- [SOURCE]
⟨
Re: IOPS and megacycles calculations
- From: "John Fullbright [MVP]" <fjohn@donotspamnetappdotcom>
- Date: Tue, 13 Mar 2007 18:56:47 -0700
An example of bell curves that are skewed:
http://pirate.shu.edu/~wachsmut/Teaching/MATH1101/Descriptives/box.html
If the data is skewed you would likely apply a non-linear transform to
correct for the skew. It would be worth picking up a statistics package if
you go this route.
"TonyP" <TonyP@xxxxxxxxxxxxxxxxxxxxxxxxx> wrote in message
news:02ADB368-132C-47B5-84C8-9ED58305589D@xxxxxxxxxxxxxxxx
Ok a little more complicated than I had envisaged but like you said it is
worth the extra mile.
So how do I obtain an normalized bell curve!! and then find mean and
average? I found this link
http://support.microsoft.com/kb/213930
Also I dont understand change delta?
⟩
- [DATA EXCERPTS]
⟨
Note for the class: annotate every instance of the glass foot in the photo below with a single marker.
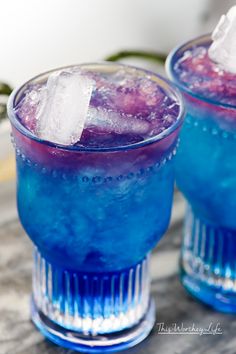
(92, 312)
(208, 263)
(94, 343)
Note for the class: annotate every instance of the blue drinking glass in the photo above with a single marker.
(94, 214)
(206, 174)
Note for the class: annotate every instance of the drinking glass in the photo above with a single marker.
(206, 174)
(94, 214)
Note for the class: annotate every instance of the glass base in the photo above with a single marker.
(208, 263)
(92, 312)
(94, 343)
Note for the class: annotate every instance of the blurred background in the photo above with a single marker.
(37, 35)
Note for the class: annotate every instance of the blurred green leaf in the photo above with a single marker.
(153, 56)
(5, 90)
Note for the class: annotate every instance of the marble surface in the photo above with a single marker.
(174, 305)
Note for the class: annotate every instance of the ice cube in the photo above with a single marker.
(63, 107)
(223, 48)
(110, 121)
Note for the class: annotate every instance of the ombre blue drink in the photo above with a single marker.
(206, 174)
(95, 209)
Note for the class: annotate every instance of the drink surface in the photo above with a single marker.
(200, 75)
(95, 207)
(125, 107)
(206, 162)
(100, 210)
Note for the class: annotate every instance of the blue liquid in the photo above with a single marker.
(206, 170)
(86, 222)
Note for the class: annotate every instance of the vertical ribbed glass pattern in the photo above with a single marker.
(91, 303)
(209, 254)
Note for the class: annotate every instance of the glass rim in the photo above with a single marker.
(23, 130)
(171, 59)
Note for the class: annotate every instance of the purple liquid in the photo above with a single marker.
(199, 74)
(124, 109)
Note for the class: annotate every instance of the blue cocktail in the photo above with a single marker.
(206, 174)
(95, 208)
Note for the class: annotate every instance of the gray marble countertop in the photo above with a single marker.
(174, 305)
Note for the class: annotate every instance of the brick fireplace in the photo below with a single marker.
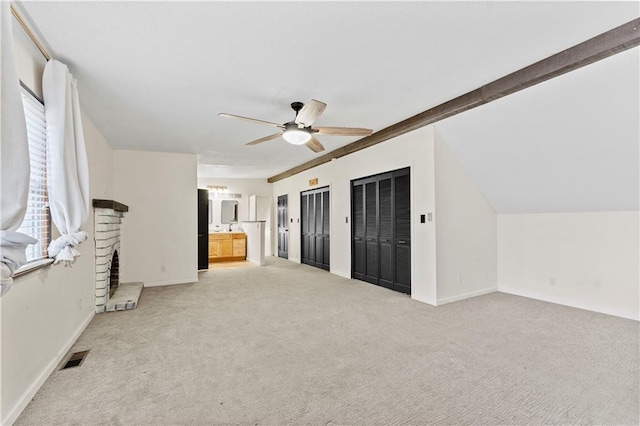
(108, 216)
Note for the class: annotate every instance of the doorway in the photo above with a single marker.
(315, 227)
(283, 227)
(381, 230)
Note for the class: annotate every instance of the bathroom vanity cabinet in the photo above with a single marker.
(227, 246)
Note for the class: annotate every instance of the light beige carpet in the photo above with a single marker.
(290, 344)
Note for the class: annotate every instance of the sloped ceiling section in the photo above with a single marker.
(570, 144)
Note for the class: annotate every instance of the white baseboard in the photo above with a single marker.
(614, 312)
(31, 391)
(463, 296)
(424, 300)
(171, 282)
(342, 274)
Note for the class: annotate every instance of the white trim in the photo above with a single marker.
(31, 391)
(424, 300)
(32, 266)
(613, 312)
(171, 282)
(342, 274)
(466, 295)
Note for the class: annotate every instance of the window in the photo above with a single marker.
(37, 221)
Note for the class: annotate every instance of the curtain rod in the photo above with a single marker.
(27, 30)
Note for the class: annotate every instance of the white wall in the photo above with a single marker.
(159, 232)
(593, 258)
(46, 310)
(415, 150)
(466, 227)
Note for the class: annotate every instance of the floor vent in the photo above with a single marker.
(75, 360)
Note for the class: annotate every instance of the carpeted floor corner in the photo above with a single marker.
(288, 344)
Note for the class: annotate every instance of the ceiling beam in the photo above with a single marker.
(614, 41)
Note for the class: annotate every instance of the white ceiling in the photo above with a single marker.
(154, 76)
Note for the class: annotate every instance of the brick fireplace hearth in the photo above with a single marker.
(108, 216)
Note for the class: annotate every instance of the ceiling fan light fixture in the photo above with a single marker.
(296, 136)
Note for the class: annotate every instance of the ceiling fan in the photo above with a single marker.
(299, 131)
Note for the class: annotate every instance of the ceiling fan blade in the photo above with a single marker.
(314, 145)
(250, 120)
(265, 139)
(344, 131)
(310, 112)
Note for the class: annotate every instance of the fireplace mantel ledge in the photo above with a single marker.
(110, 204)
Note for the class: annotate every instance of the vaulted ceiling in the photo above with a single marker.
⟩
- [PROBLEM REQUIREMENTS] Resume the newsgroup reply on IOPS and megacycles calculations right after its last line. The items are not used in any task.

- [REPLY]
Tony
"John Fullbright [MVP]" wrote:
1. In some cases, I have found it necessary to take a statistical
approach
to sizing. In this case, you would collect data points over a period of
time (weeks to months) at a lower sampling frequency (5 minute interval
or
so). Once the data is collected and svaed to csv format, you can work
with
the numbers in your favorite statistics package to create a normalized
bell
curve, then find the mean and the standard deviation. From that point,
you
would add enough standeard deviations to the mean to reach the desired
level
of accuracy and use that figure for your sizing. I would go the extra
mile
and do this. If you use the average alone then 50% of the time you will
be
undersized, ensuring an undesirable end user experience and the failure
of
your project. By adding 5 standard deviations to the mean, you will meet
your perfomance objective 99.9485% of the time. If you use six standard
deviations, you'll reach 5 nines.
2. From a disk perspective, the important numbers are:
reads/sec
writes/sec
sec/write
sec/read
user count
active user count
I use the physical disk counters to obtain these numbers. These counters
are collected using perfmon. The sum of reads and writes per second (or
transactions/per sec) tells you the total IOPS while the read and write
numbers are used to generate the read/write ratio. Seconds per read and
write tell you about IO latency. You want latency to average less than
20ms
with no spikes lasting more than a few seconds over 50ms.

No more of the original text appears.